• [Work task] In the entries below, the lines from the one with "Query: sandy beach" through the one with "Flashcard task. Put a dot on each instance of the clear" are to be copied exactly; both ends count.

• [Records to use]

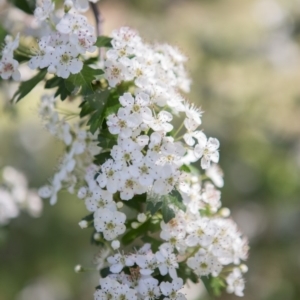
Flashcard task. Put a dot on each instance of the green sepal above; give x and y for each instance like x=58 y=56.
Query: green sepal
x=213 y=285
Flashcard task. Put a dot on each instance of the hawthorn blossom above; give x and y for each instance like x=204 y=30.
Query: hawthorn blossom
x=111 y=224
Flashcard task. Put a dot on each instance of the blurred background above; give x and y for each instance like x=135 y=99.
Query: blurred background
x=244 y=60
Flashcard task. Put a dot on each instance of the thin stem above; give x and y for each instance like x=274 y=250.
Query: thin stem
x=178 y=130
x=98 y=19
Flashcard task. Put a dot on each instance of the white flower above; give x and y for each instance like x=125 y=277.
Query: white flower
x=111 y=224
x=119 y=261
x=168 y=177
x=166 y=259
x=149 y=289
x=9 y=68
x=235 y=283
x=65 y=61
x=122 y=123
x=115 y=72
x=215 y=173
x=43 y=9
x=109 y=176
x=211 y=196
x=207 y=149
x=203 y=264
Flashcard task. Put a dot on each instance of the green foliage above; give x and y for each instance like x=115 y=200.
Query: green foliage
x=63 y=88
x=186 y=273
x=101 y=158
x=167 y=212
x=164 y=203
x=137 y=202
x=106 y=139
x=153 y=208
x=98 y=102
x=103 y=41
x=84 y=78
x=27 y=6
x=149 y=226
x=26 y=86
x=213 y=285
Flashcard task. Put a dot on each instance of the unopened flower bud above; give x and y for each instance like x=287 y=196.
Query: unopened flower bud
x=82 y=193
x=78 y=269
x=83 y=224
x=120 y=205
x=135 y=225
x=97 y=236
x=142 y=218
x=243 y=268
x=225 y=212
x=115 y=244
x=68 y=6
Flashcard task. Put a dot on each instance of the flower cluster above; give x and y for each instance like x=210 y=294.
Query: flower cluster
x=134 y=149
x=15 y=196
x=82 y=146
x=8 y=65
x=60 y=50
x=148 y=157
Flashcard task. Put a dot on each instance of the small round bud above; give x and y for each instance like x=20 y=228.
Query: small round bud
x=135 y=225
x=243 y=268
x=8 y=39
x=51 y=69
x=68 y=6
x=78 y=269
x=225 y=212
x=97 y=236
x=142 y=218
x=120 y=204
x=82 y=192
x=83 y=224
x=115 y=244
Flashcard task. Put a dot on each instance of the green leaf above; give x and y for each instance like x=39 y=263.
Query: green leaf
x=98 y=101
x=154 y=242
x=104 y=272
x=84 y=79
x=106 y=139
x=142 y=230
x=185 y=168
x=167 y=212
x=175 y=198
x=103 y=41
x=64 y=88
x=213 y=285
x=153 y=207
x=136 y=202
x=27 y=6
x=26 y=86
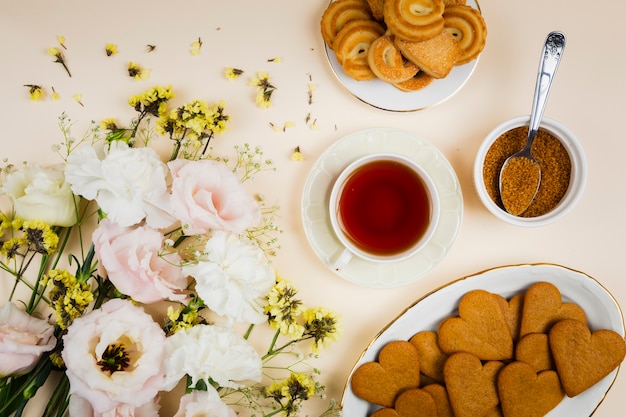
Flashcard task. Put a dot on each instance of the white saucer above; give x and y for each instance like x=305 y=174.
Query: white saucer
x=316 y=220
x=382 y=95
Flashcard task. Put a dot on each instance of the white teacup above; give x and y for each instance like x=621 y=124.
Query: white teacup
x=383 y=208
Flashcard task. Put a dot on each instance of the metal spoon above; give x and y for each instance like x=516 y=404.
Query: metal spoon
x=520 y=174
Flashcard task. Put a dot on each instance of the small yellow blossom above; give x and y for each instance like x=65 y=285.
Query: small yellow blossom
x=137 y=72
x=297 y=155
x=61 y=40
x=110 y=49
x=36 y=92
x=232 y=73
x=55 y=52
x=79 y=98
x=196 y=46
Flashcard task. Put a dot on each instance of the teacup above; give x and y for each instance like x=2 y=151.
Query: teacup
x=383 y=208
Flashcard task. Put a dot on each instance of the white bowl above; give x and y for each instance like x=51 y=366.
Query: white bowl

--

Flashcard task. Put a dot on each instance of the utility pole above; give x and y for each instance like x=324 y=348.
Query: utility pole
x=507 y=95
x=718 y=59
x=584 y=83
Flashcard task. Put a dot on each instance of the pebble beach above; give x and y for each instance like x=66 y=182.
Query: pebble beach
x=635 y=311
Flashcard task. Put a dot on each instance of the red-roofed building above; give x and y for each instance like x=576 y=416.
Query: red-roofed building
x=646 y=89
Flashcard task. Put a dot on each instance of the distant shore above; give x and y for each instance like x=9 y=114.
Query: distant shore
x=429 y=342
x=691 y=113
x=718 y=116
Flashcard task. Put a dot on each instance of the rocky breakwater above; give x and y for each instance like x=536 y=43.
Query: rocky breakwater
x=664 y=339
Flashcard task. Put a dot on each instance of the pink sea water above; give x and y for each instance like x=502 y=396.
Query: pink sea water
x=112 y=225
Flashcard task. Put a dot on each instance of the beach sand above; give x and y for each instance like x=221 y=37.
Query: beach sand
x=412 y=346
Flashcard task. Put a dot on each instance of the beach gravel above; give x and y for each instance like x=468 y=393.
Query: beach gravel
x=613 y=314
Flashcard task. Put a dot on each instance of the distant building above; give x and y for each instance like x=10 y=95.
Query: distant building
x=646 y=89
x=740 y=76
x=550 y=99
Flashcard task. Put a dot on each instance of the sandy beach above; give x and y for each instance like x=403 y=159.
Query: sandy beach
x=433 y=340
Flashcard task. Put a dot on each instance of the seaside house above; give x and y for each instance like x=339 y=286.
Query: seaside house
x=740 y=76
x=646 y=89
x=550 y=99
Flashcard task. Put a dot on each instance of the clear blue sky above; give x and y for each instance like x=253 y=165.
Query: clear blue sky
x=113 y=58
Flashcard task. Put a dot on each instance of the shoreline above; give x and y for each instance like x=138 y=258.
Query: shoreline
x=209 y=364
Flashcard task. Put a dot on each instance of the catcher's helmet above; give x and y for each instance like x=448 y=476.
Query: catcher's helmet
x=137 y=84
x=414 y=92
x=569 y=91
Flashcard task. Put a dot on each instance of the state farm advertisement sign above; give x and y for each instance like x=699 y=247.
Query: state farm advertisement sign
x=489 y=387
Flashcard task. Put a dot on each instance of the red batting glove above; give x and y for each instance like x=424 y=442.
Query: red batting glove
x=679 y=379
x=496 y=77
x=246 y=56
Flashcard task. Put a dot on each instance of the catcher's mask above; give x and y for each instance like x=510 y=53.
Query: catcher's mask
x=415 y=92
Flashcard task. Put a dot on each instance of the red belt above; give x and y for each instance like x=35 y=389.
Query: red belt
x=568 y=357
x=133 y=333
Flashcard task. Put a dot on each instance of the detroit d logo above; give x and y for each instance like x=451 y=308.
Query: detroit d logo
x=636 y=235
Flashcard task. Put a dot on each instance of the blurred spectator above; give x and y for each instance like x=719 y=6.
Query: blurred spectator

• [Solution]
Query: sandy beach
x=433 y=340
Flashcard task. Put a dot on each instance of the seaside house above; give x and y for each instance like x=339 y=286.
Query: seaside house
x=740 y=76
x=646 y=89
x=550 y=99
Flashcard task. Put a dot on each instance of the clear blue sky above; give x and y for each instance like x=253 y=165.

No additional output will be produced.